• _引用文_
このアーキテクチャにより、ログの収集から脅威の検知、インシデント管理までの一連のセキュリティ運用ワークフローが、オープンなOSS群の上で実現されました。技術的詳細に深入りしすぎない範囲で重要な点として、各コンポーネントが疎結合であり、データ形式やAPIを介して柔軟に連携できる設計になっていることが挙げられます。これにより、特定のOSSの機能が不足している場合でも、他のツールで補完したり、自社でスクリプトやコネクタを作成したりすることが容易になりました。
導入によって得られた成果:コスト削減とセキュリティ運用の進化
OSSベースのセキュリティ監視基盤を内製化した結果、A社は以下の顕著な成果を達成しました。
- 大幅なライセンスコスト削減: 最も直接的な成果は、商用SIEM製品にかかっていた高額なライセンス費用がゼロになったことです。インフラストラクチャの運用コストは発生しますが、データ量が増加してもライセンス費用のように非線形に増加することはなく、スケーリング計画が立てやすくなりました。これにより、年間数千万円規模のコスト削減が実現しました。
- 運用効率の向上:
- ログ正規化と検索速度: Fluent Bit/Vectorによるログの自動正規化とOpenSearchの導入により、膨大なログデータからの必要な情報の検索・抽出速度が大幅に向上しました。
- 検知ルールの柔軟性: Sigma形式の導入により、新しい脅威に対応するための検知ルールの作成・更新が容易になり、商用製品時代に比べてルールチューニングにかかる工数が約30%削減されました。
- インシデント対応の迅速化: TheHiveによるインシデントの一元管理と、Cortexによる自動的な観測情報分析により、インシデントの初動対応(トリアージ、情報収集)にかかる時間が短縮され、平均インシデント対応時間が約20%削減されました。
- 自動化の進展: OSS間のAPI連携を活用し、特定のアラート発生時に自動的にインシデントを作成し、情報収集プロセスを開始するなど、部分的なSOAR(Security Orchestration, Automation and Response)機能を実装しました。

• _抽出資料_

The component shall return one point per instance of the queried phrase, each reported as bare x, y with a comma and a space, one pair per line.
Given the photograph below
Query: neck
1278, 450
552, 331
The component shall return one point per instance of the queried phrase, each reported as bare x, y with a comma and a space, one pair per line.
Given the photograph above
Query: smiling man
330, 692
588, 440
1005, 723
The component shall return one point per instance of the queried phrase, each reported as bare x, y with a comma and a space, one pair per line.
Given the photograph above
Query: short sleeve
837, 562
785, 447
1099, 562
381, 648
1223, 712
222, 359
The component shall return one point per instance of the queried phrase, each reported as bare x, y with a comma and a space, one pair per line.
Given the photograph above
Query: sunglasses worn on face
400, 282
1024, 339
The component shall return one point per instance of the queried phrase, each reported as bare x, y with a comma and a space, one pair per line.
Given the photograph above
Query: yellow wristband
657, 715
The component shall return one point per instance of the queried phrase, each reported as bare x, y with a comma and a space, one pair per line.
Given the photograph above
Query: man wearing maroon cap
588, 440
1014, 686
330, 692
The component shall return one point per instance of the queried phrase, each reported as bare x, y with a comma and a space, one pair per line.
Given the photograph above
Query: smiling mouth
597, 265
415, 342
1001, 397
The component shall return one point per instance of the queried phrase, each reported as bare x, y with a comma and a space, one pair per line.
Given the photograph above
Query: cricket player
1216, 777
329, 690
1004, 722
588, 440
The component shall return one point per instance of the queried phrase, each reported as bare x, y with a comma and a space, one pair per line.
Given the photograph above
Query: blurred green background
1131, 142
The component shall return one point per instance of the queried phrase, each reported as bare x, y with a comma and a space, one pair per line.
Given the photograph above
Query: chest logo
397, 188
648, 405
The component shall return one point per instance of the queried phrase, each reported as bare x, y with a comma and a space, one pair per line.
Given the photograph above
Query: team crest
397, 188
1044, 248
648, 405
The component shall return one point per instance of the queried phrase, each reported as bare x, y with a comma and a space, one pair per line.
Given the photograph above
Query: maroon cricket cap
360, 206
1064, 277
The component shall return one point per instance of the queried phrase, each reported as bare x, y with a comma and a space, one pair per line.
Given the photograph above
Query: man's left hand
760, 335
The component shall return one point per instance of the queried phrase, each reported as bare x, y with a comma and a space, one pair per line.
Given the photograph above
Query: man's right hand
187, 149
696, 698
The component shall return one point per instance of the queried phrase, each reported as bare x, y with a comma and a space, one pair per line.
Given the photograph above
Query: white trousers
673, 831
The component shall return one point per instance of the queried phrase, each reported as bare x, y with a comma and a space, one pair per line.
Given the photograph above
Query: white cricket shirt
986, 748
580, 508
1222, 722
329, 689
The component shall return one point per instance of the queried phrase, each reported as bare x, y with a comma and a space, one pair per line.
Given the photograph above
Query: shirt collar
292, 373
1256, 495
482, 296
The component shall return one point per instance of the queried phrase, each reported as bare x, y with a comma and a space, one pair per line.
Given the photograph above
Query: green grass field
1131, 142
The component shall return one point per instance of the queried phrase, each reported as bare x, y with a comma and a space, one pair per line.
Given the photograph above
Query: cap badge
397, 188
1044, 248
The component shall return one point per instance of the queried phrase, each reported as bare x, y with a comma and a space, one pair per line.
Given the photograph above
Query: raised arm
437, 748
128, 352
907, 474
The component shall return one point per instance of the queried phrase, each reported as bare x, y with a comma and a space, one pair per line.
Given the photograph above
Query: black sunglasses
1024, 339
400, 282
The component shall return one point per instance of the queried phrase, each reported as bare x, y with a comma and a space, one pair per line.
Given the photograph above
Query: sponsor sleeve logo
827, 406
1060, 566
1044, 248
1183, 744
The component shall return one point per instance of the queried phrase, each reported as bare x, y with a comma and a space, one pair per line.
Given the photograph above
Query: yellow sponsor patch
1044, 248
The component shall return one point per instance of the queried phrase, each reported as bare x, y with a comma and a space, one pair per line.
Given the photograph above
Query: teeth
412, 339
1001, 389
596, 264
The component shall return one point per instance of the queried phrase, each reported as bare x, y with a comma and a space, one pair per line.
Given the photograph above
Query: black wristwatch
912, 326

• _課題 1_
引用文によると、Sigma形式の導入によってルールチューニングにかかる工数はどれだけ減ったか。
• _課題 2_
引用文のうち、「このアーキテクチャにより、ロ」から始まり「することが容易になりました。」で終わる部分を、一字も変えずに書き写すこと。

• _解答 1_
商用製品時代に比べて約30%削減された。

• _解答 2_
このアーキテクチャにより、ログの収集から脅威の検知、インシデント管理までの一連のセキュリティ運用ワークフローが、オープンなOSS群の上で実現されました。技術的詳細に深入りしすぎない範囲で重要な点として、各コンポーネントが疎結合であり、データ形式やAPIを介して柔軟に連携できる設計になっていることが挙げられます。これにより、特定のOSSの機能が不足している場合でも、他のツールで補完したり、自社でスクリプトやコネクタを作成したりすることが容易になりました。